• **SOURCE TEXT**:
Striking and economics

I’m always confused when I hear the economists are against strikes. After all, it is perfectly sensible to place strikes in the bargaining relationship between employees and employers.

I think the confusion stems from the fact that many economists also say that there is a definite limit to strike action – as if it is set up by a significantly powerful union it merely represents the action of a monopoly against a weaker consumer (in this case the firm). As we know that market power leads to suboptimal outcomes, the case of a strong union and a weak firm will lead to a suboptimal outcome – namely too little production, because too much of the surplus is extracted by the seller (labour).

However, this does not imply that economists are completely against the option of striking being available.

If we have a monopsony firm and averagely organised labour, then the ability to strike helps improve the workers bargaining power – even if strikes never occur.

Why? Well if the firm believes the threat to strike is credible, and if the cost of the striking action exceeds the cost of additional wages a firm will simply increase the wages without a strike. Furthermore, labour will only have the incentive to strike when they know that striking will lead to higher wages – which is the same set of situations. There is still a trade-off between efficiency and equity – but in this case the equity cost is sufficiently high that allowing the mere idea of strikes makes sense.

As a result, striking is something that should be allowed in the face of asymmetric bargaining power in the firms favour – shouldn’t it?

The Standard feels that current labour laws are focused to strongly against strike action. I know nothing about labour laws. What do you think?

  • goonix

    ‘Economists’ (and indeed everyone else apart from those striking) are probably more opposed to the idea of striking because it is overly antagonistic and aggressive. There’s going to be little good will in the wage bargain when one side acts in such a manner.

• **LISTING**:
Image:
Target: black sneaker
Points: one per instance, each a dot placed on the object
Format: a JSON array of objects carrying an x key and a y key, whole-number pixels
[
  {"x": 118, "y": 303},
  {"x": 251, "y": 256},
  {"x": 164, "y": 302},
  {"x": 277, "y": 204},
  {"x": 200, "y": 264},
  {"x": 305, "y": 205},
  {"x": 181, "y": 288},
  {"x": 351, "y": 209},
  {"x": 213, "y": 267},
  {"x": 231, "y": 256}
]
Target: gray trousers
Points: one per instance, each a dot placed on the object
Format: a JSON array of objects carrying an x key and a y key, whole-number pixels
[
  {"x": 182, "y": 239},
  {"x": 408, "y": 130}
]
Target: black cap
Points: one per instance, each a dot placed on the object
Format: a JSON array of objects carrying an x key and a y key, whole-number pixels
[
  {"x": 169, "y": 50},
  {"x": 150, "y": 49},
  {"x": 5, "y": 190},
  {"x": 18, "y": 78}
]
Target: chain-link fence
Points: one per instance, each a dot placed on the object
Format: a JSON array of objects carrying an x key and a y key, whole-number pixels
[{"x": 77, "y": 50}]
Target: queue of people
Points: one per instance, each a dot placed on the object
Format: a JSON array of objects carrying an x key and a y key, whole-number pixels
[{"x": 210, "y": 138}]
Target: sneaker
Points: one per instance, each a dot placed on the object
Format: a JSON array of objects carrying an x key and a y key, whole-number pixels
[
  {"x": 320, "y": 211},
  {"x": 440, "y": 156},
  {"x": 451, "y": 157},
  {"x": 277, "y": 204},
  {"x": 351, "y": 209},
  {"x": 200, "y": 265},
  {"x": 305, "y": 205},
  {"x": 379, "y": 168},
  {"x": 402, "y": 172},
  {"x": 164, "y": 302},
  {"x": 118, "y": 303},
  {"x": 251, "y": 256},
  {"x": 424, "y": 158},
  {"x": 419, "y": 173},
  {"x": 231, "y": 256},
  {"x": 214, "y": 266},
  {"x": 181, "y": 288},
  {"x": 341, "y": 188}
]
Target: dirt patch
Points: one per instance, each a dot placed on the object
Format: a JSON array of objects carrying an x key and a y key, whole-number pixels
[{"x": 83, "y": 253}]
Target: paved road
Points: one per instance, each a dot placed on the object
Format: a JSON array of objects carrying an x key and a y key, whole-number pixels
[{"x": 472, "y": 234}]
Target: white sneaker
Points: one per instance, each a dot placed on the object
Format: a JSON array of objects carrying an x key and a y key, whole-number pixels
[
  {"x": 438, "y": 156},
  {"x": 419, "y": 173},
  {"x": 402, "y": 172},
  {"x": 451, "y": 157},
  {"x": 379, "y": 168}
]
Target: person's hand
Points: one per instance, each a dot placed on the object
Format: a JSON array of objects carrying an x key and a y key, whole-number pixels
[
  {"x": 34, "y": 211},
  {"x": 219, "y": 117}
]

• **EXERCISES**:
• 1. Starting at the row that contains "Target: white sneaker" and ending at the last of the rows, write all those lines out again, requests included. Multiply every x and y coordinate in the answers by 0.4 and round each to a whole number, with halves rounded up.
• 2. Carry on the post about striking and economics from where it stops.

• **EXPECTED OUTPUTS**:
• 1.
Target: white sneaker
Points: one per instance, each a dot placed on the object
Format: a JSON array of objects carrying an x key and a y key, whole-number pixels
[
  {"x": 175, "y": 62},
  {"x": 168, "y": 69},
  {"x": 161, "y": 69},
  {"x": 180, "y": 63},
  {"x": 152, "y": 67}
]
Target: person's hand
Points: one per instance, each a dot placed on the object
Format: a JSON array of objects carrying an x key and a y key, whole-number pixels
[
  {"x": 14, "y": 84},
  {"x": 88, "y": 47}
]

• 2.
  • There’s nothing wrong with strikes so long as there’s no legislation preventing employers from bringing in replacement workers or firing the folks who refuse to do their jobs :>

  • Bill

    Strikes and lock outs are consequences of the zero sum game inherent to our work environment. So, in a zero sum game arena, is it desirable to have the right to strike? If you are a worker, then of course it is!

    Better still if we created an environment that dispelled with the vertical division of labour and the resultant concentration of decision making powers into the hands of managers, shareholders and individual owners.

    The laws exist in NZ to make that possible. Sadly, there is no knowledge or will on the part of workers and their organisations to bring such a state of affairs about.

  • Hi goonix,

    “There’s going to be little good will in the wage bargain when one side acts in such a manner”

    Surely this is taken into consideration when labour decides whether to strike – as a result, it is part of the cost-benefit calculation. It does not imply that the government should prevent strikes altogether.

    “There’s nothing wrong with strikes so long as there’s no legislation preventing employers from bringing in replacement workers or firing the folks who refuse to do their jobs :>”

    True – although in the second case we have to take account of potential asymmetric information 😛

    “Strikes and lock outs are consequences of the zero sum game inherent to our work environment.”

    I am not sure I agree that production is a zero sum game – would you be able to elaborate for me?

  • goonix

    Oh don’t get me wrong – I never suggested strikes should be banned. When I said I was opposed to strikes it is because I believe they are sub-optimal in that goodwill, the key ingredient in the wage negotiation, is bargained away. In essence, I think that strikes often counter the goal of those striking, particularly when you consider the dynamic setting, due to the erosion of goodwill.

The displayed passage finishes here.